# [Passage provided]
= Jim Shelley (musician) =

American singer

Jim Shelley is an American multi-instrumentalist, singer-songwriter, producer, writer, painter, and former high school teacher. Since the release of his first album, 12 Songs in 1983, Shelley has usually recorded his albums in his home studio on a four or eight track tape machine, more often than not performing all the instrumental and vocal parts himself, though in recent years he has employed a full band on a number of occasions. Shelley's music encompasses elements of everything from first-wave Britpop, '60s garage rock, folk and country to punk, hard rock and metal to electronica to sound collage and extreme noise.

Shelley is a self-taught composer, producer, audio engineer, and guitarist, and plays other instruments as needed. He is a prolific writer, having released more than 500 songs on over forty records, most of them since 1989. He played a prominent role in the so-called lo-fi movement of the 1990s and early 2000s.

Shelley describes his teenage self as a "strange, lonely, outsider kid whose life was saved in the most extremely clichéd way by rock and roll, specifically The Beatles, Bob Dylan and the Velvet Underground." After high school, Shelley attended William and Mary, Bridgewater College, James Madison University, and the University of Virginia. Upon graduation, he was hired to teach English and coach football, basketball and golf at Luray High School in Luray, Virginia, where he met his wife, Mary Lou.

In 1986, he took a teaching and coaching position at Harrisonburg High School in Harrisonburg, Virginia. It was here that he met musicians from Dustin Bugg and Brian Temples, who would comprise the rhythm section for the initial version of Book of Kills.

Since 1994, Shelley has performed sporadically on the East Coast with various bands, including Book Of Proles (2005), agitprop The Karl Rove (2005-2006), The Plague Dogs (2008), Fear + Whiskey (2010-2013), and most notably the stylistically diverse Book Of Kills, the "live" version of which has featured a series of constantly changing line-ups from 1994 through 2022.

Early in 2010, Shelley disclosed on the "official" band web page, bookofkills.com, that he was disbanding Book Of Kills for the foreseeable future, if not for good, and on March 13, 2010, the group (at that moment featuring Shelley, bassist George Nipe III (his nephew) and drummer Mike Hicks) played one final time at the Little Grill Collective in Harrisonburg, Virginia, the venue where the initial version of BOK had delivered their debut show in 1994.

# [Records shown]

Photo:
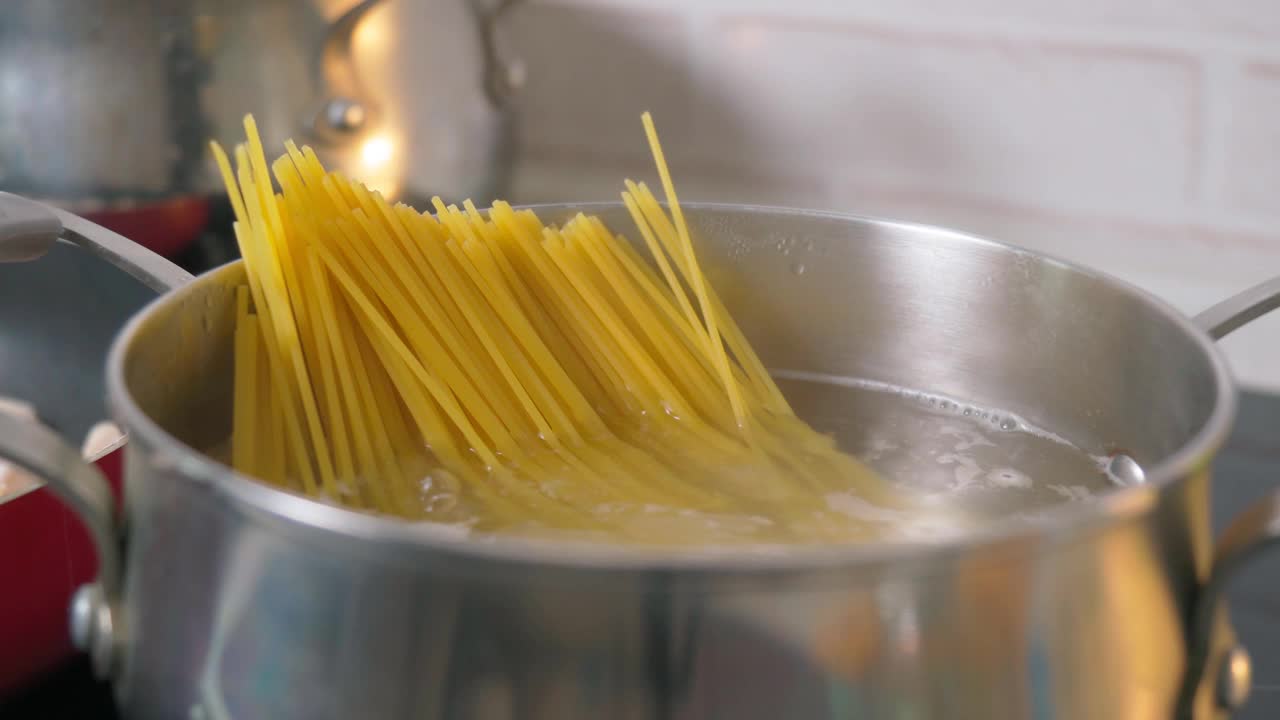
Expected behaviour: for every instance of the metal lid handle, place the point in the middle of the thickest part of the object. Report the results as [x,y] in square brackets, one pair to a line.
[28,231]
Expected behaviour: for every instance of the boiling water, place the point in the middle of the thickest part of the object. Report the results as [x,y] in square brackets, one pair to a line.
[970,466]
[979,460]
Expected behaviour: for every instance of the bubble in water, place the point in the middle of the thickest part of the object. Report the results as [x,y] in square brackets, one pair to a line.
[1009,478]
[1124,470]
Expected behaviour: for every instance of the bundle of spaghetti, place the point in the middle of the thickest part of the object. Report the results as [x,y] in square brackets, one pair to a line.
[494,369]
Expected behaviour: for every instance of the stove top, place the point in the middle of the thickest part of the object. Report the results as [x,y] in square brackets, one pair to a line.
[1246,469]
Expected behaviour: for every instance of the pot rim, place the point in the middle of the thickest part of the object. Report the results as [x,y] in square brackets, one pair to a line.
[1061,522]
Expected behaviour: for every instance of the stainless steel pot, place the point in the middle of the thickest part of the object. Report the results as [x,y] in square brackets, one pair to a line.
[115,103]
[222,597]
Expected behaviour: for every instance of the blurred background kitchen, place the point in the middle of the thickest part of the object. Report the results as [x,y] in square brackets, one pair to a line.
[1141,137]
[1138,137]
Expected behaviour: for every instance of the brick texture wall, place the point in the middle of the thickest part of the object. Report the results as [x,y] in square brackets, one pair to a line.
[1141,137]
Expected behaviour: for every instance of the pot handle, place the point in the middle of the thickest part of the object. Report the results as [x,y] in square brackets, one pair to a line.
[503,76]
[82,487]
[1239,309]
[1251,533]
[28,229]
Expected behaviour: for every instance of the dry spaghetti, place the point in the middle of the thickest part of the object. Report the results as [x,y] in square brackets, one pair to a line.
[490,369]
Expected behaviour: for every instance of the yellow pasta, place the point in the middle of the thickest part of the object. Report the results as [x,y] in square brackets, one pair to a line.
[489,369]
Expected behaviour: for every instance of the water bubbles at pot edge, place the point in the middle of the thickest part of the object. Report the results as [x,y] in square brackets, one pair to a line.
[1124,470]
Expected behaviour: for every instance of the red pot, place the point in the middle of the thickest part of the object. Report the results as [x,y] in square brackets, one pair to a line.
[45,554]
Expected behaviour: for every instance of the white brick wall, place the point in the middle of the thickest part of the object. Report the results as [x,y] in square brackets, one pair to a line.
[1137,136]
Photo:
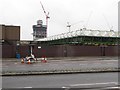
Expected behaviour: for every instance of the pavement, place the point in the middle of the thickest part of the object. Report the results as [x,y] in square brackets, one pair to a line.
[59,65]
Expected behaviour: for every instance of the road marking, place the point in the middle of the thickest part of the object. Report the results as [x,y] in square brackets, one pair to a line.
[27,87]
[90,84]
[24,87]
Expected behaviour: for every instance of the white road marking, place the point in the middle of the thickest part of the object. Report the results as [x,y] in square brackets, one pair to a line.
[24,87]
[90,84]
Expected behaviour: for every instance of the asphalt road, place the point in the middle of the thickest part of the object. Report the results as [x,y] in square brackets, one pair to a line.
[86,80]
[59,65]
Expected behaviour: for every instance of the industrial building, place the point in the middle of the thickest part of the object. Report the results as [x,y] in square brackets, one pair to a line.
[77,43]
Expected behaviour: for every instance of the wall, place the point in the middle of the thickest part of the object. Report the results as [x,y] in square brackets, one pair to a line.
[59,51]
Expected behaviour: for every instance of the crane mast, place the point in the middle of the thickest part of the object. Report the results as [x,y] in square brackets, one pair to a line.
[46,14]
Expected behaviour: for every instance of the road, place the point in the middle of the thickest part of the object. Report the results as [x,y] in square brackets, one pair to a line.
[59,65]
[85,80]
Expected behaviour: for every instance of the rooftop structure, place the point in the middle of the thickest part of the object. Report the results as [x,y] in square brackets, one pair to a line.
[82,32]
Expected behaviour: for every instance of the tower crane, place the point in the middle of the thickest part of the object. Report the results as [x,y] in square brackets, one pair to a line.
[46,14]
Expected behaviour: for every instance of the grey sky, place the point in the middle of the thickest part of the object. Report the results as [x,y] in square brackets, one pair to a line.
[92,14]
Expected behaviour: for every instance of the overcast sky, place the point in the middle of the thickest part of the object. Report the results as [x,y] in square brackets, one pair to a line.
[92,14]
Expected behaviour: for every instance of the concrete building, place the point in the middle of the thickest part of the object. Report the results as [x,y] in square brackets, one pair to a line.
[39,30]
[9,32]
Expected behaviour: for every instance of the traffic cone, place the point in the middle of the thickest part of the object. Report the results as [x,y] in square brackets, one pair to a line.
[45,59]
[22,60]
[29,62]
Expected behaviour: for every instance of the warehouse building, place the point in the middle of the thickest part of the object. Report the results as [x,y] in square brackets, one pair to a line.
[78,43]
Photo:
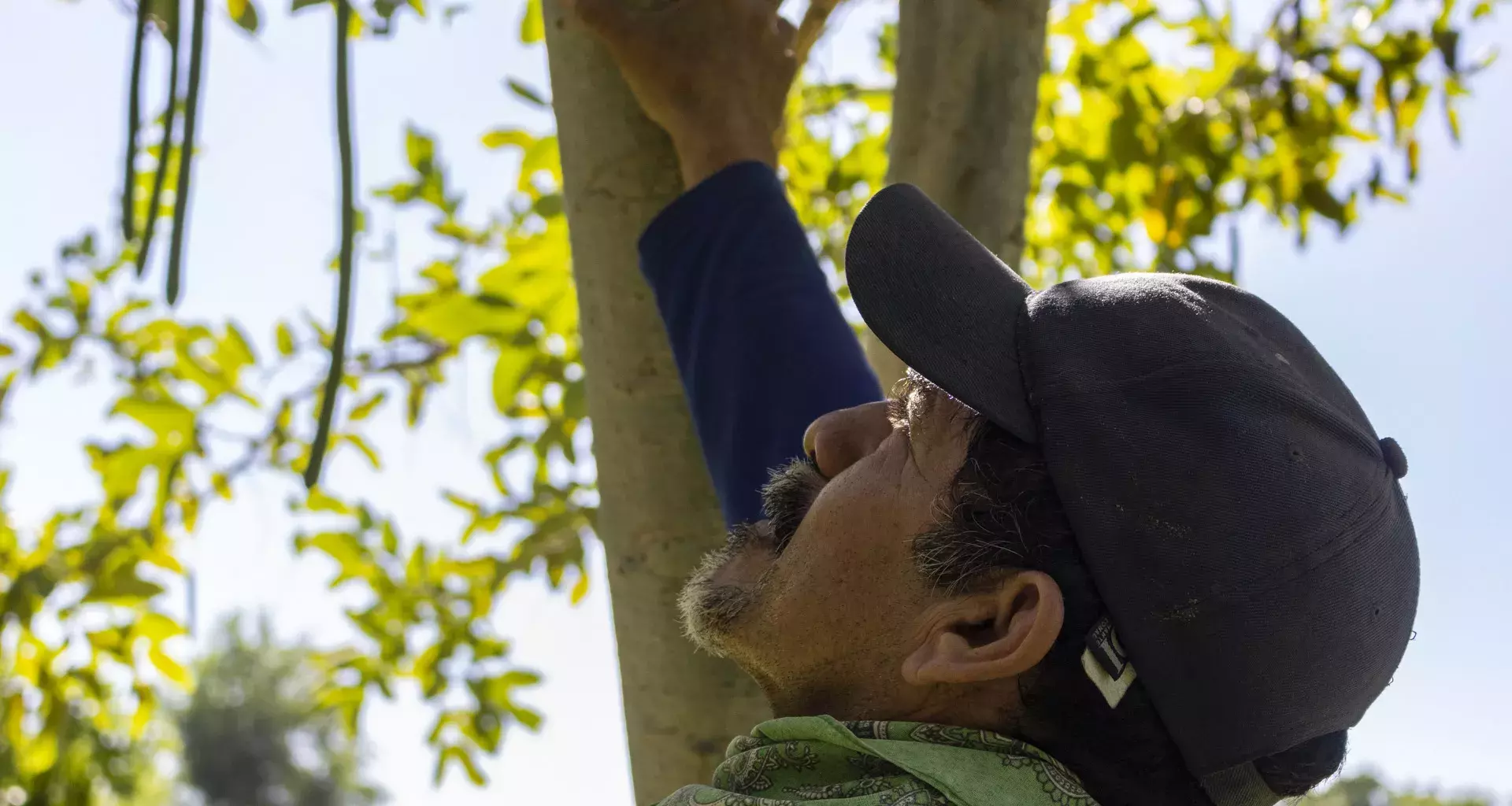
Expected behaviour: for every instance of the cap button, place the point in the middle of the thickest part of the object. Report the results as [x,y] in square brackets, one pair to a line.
[1396,460]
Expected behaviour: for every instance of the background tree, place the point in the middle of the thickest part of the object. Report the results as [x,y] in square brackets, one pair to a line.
[253,732]
[1154,129]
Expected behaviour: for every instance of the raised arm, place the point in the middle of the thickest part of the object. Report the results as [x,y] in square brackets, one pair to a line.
[759,341]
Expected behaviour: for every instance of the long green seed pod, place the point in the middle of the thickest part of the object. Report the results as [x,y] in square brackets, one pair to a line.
[165,144]
[133,124]
[343,294]
[176,246]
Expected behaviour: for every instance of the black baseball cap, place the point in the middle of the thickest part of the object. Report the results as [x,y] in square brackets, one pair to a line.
[1237,513]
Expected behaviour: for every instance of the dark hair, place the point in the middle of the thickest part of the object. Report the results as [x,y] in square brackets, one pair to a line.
[1002,515]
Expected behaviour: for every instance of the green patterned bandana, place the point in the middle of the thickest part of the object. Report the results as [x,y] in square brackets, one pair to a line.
[800,760]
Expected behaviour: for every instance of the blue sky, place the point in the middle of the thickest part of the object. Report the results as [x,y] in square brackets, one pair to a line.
[1411,309]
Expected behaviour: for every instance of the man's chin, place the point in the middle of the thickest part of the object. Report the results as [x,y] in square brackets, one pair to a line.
[724,592]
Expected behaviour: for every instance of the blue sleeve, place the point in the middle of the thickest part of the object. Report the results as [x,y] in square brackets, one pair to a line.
[758,338]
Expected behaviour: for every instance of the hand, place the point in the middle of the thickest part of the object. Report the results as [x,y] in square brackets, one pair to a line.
[713,73]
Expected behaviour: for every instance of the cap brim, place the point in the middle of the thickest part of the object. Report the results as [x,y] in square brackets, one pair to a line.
[943,303]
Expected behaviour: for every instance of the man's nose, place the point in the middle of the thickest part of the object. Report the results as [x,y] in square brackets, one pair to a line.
[841,439]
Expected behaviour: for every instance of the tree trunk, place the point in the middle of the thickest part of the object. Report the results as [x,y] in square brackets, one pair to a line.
[658,513]
[964,118]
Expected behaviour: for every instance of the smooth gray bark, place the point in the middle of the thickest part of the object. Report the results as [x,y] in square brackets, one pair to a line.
[658,513]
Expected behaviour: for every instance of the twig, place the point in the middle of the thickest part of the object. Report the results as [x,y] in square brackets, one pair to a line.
[164,147]
[187,154]
[343,300]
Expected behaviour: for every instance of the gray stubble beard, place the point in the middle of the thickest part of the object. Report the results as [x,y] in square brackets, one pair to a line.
[708,610]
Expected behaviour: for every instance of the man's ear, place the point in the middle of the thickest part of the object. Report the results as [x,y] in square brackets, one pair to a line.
[989,635]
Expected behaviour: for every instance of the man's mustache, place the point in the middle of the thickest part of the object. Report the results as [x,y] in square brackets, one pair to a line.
[787,499]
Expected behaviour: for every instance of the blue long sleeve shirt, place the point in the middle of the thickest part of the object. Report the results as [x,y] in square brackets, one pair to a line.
[759,341]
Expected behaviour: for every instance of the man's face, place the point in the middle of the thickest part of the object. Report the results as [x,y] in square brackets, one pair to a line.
[823,602]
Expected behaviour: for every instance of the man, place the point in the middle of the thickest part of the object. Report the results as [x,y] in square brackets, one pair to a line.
[1124,540]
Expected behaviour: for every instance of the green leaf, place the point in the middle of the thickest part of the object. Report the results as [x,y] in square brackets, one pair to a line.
[169,667]
[532,26]
[121,587]
[244,13]
[156,627]
[528,94]
[501,138]
[509,374]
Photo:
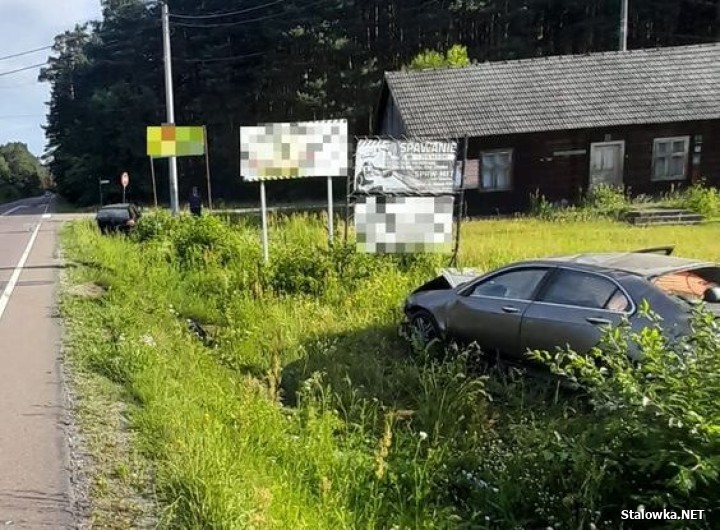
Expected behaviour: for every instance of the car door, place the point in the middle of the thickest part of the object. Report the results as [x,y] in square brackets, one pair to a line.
[572,310]
[490,311]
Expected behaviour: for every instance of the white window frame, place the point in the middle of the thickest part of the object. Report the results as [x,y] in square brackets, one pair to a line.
[510,153]
[685,158]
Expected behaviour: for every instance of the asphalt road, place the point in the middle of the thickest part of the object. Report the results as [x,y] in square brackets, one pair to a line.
[35,487]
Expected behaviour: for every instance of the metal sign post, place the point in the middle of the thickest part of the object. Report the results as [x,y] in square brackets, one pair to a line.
[263,209]
[207,167]
[152,175]
[331,213]
[101,183]
[124,180]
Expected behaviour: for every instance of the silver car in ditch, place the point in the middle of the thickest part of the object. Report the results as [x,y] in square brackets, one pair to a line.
[562,301]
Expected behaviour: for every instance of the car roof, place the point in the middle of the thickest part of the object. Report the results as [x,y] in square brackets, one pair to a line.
[647,265]
[116,206]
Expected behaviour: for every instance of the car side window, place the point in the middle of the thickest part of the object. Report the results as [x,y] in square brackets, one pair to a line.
[517,284]
[581,289]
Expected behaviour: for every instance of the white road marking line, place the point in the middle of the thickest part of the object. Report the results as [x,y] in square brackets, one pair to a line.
[10,287]
[11,210]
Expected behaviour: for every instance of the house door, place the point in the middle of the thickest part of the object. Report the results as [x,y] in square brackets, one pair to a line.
[607,161]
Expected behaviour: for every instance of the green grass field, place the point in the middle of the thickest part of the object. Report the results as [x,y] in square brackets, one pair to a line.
[307,411]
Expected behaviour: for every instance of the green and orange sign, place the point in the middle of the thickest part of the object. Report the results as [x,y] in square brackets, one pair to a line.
[170,140]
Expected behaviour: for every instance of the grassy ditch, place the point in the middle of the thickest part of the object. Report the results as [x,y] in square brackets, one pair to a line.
[303,409]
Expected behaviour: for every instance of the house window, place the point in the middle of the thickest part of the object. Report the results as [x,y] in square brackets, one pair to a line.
[670,158]
[496,170]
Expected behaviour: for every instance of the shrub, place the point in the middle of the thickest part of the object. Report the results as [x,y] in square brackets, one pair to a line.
[607,200]
[655,424]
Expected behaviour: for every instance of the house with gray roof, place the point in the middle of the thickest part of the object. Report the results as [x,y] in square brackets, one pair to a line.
[643,119]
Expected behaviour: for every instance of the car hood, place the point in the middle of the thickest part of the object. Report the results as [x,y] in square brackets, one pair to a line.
[448,279]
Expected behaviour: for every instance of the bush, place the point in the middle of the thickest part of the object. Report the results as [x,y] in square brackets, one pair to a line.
[655,424]
[607,200]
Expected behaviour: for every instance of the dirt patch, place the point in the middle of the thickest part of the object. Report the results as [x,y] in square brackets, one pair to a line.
[86,290]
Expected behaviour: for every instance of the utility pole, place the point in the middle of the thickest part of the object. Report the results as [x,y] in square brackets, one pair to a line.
[170,104]
[623,25]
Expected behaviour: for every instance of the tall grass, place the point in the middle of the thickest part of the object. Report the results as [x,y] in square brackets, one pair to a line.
[306,410]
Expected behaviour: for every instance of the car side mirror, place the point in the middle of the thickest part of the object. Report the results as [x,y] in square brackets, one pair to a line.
[712,295]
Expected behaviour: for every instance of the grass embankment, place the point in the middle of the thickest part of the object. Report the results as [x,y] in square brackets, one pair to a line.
[306,411]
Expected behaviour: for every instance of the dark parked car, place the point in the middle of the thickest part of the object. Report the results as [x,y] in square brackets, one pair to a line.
[117,218]
[562,301]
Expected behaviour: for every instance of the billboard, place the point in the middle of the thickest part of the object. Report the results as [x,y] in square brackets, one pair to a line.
[386,224]
[170,140]
[280,151]
[405,166]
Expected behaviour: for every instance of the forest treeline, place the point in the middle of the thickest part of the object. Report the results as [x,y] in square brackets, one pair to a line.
[21,173]
[288,60]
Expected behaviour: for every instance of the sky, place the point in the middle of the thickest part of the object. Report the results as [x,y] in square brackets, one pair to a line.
[27,25]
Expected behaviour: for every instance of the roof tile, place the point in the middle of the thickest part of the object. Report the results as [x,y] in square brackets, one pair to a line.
[658,85]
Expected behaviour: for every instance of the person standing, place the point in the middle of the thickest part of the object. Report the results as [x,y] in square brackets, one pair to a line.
[195,202]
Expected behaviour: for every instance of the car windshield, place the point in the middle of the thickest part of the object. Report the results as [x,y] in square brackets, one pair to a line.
[113,213]
[689,285]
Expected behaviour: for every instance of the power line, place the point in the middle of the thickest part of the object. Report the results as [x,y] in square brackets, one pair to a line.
[21,85]
[228,14]
[219,59]
[21,116]
[28,52]
[32,67]
[243,22]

# [Given task 1]
In the passage about Jim Shelley, at which venue did Book Of Kills play its final show on March 13, 2010?
# [Given task 2]
Please carry on the passage about Jim Shelley, starting right after its last sentence.

# [Expected output 1]
The Little Grill Collective in Harrisonburg, Virginia.

# [Expected output 2]
A month later, Shelley created a new group called Fear + Whiskey with bassist/vocalist Amy Bugg and drummer Jeff Lown (later replaced by Zack Simpson) that attempted to blend elements of country, folk, and old-time music with hard rock. That band apparently folded in the spring of 2013 after playing a dozen or so shows over the course of three years.

In 2012, Shelley published his autobiography, The Ballad Of Jim Shelley: My Life As A Failed Rock Star.

Shelley revealed in mid-2013 that he was practicing on occasion with former Book Of Kills members Casey and Jane Firkin, and George Nipe III with the intention of playing one or two (and possibly more) live shows. This group of musicians, along with drummer Pablo Olivieri of Shagwüf, had by the end of 2013 indeed played three well-received gigs, though by early 2014 they had disbanded without notice. Until 2022, Shelley made only two live appearances including one in late 2017 as Book of Kills with George Nipe III and drummer Garfield Banks.

Shelley continues to create new music and in July 2015 announced the creation of a "Book of Kills Single of the Month Club". Shelley released twelve compact disc e.p.'s over the next year. Most of the recordings on these singles were later compiled in a series of albums made available in 2017 and 2018.

In the summer of 2018, Shelley issued the "Archive Project" which consisted of most of his recorded output as well as an accompanying collection of rare photographs.

Shelley announced in late 2021 that he was practicing with “one final” version of Book of Kills with the intention of performing a few live shows in the latter half of 2022, the first in five years. Included in the band were former BOK members George Nipe III and Randy Simpson as well as drummer, Dan Tatro. In December 2022, Book of Kills performed in front of a standing room only crowd at Pale Fire in Harrisonburg, Virginia. This line-up apparently dissolved in mid-2025 after a handful of shows.

In addition to his own music, Shelley has released early albums by Blistre, Bill Bird, Bobby St. Ours of Hackensaw Boys fame, and Ian Ritchie & Bricklayer on his own label, Ain't Records. He produced three albums by the primal industrial blues band, Buck Gooter.

Shelley lives with his wife in Bridgewater, Virginia. He has two children, Christian and Daniel.

Former Alternative Press writer Jim Santos describes Shelley as "one of America's great unknown songwriters."

==Selected discography==
- 12 Songs (1979)
- What I Did on My Summer Vacation (1983)
- Bloom Or Die (1989)
- For The Good of the Cause (1991)
- Don't Stop The Scream (1992)
- The Haunted Life (1992)
- Wee Jim's Blackeye (1993)
- Big Business Monkey, Volume One (1993)
- Songs for a Gone World (1994)
- Detritus (1994)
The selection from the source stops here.